--- ENTRIES PROVIDED Enclosed Below ---
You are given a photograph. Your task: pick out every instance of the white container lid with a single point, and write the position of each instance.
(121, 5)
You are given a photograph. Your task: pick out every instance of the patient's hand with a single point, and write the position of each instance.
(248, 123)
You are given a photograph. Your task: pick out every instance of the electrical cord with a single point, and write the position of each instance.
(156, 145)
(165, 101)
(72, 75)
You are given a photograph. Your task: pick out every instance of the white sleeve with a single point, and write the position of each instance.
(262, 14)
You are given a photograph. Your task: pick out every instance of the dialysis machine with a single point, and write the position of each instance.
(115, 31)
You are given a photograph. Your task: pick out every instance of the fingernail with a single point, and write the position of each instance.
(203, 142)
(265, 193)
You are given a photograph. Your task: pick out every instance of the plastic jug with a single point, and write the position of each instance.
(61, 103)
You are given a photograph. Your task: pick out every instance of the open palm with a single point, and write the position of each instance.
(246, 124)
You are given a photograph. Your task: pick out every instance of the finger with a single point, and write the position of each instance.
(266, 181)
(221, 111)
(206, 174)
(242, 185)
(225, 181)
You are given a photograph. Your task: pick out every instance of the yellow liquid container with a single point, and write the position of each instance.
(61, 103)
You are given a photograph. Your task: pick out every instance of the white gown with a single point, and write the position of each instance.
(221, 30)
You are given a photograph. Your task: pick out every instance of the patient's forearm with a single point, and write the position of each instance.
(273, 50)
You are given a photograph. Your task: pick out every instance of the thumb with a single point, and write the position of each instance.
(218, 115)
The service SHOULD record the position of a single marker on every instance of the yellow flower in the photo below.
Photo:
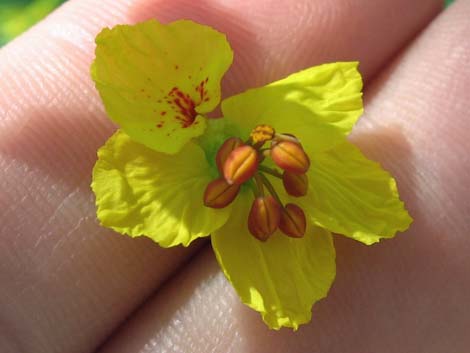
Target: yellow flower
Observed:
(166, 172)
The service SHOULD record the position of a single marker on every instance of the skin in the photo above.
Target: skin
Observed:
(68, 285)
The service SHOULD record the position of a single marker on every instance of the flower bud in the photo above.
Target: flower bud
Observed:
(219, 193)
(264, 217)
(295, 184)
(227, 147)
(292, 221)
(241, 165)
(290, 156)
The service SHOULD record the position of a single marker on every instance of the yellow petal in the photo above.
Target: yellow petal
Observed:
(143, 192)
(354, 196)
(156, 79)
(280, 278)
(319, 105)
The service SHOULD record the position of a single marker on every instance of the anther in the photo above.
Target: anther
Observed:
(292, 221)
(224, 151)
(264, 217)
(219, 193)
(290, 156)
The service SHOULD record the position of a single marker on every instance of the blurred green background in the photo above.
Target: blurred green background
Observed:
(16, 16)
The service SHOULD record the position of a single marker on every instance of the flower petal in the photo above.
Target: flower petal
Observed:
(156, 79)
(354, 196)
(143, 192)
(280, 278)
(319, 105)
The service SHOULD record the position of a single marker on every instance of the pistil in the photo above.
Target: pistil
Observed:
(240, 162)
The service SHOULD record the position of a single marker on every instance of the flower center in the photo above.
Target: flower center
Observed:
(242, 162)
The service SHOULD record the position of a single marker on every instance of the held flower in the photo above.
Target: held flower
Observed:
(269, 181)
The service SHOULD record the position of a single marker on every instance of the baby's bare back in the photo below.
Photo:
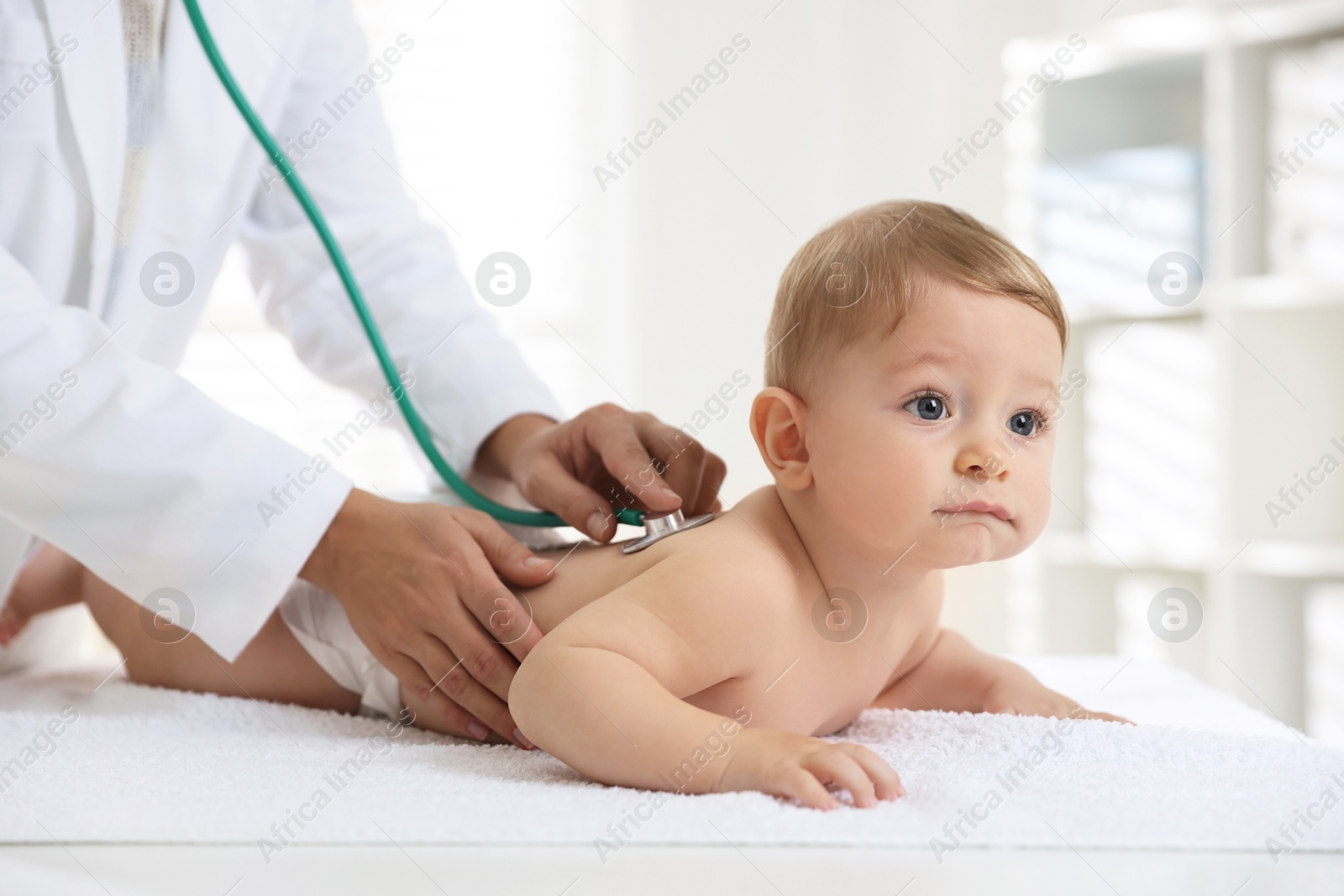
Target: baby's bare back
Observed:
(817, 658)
--- End of Enclosed ENTRIES PROVIDED ---
--- ENTRIES PROVIDED Enclosed Below ---
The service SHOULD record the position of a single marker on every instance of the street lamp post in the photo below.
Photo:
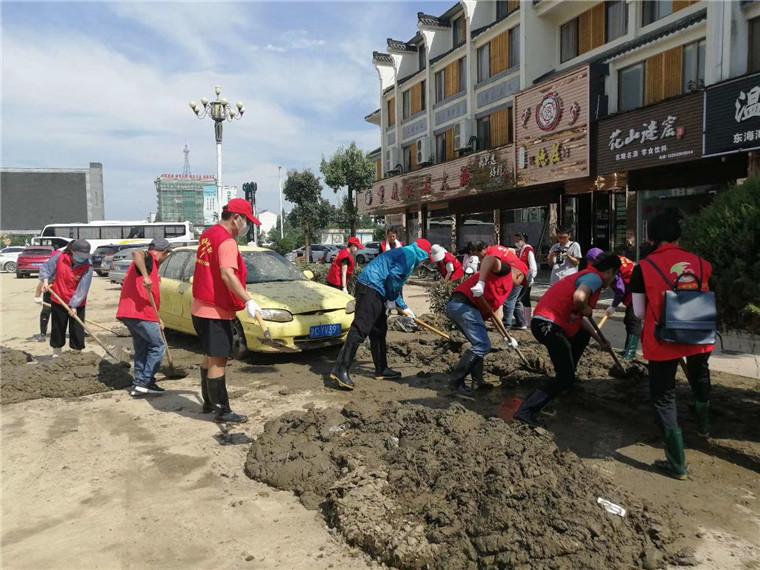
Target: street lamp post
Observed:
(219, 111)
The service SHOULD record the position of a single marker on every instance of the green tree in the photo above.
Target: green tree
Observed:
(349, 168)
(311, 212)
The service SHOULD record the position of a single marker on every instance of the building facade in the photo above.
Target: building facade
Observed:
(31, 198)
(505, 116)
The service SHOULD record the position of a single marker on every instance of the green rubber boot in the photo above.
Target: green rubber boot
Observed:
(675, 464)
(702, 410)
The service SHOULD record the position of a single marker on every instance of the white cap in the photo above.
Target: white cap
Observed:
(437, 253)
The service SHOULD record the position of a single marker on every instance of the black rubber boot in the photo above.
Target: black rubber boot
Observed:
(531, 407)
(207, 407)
--- End of Enclosed ENTRIES PROVIDED ---
--- ENTRIES PROVIDED Enclosed Below ---
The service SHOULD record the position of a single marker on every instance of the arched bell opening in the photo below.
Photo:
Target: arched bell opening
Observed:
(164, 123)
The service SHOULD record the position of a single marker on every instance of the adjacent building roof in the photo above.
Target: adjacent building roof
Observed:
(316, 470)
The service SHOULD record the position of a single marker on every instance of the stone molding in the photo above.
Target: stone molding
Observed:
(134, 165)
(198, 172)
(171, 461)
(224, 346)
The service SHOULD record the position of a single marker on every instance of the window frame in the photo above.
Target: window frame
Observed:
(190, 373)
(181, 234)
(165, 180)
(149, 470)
--- End of Enclosed ENTRIES PROVIDED ---
- INSTRUCTIONS TO FOLLOW:
If a line in the entries contains "baby", copy it.

- COMPLETED EXERCISE:
The service SHOULD record the position of a single marker on every instance of the baby's bare back in the photo below.
Target: baby's bare back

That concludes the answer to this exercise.